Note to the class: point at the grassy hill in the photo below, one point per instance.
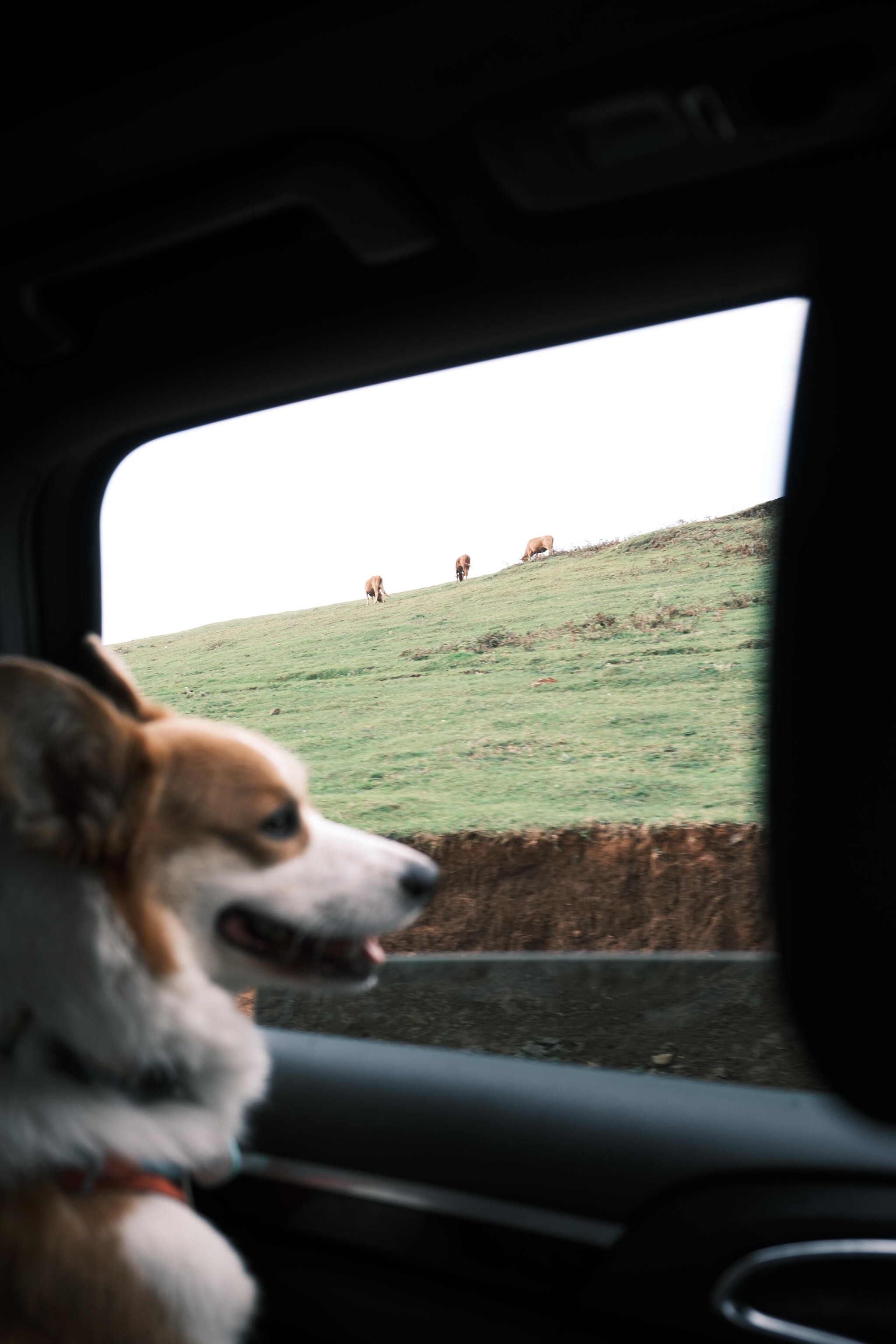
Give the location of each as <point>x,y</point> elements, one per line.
<point>433,713</point>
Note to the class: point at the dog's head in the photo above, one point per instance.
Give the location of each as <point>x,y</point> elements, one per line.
<point>196,824</point>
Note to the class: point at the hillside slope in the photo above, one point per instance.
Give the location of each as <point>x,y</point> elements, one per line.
<point>426,713</point>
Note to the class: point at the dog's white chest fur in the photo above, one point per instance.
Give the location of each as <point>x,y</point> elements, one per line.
<point>198,1276</point>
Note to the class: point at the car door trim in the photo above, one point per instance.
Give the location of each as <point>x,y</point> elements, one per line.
<point>434,1199</point>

● ● ● ●

Your goal:
Can you reproduce the listing word for word, from its start through the line containing "<point>196,824</point>", leaving the pictures out?

Solution for this problem:
Note to the class: point at the grassy hill in the photo below, one point per instance.
Give the location of each as <point>x,y</point> elements, one per line.
<point>433,713</point>
Note to the class: point at the dog's head in the photo above, one point per instance.
Give the location of each as <point>x,y</point> elements, one per line.
<point>196,824</point>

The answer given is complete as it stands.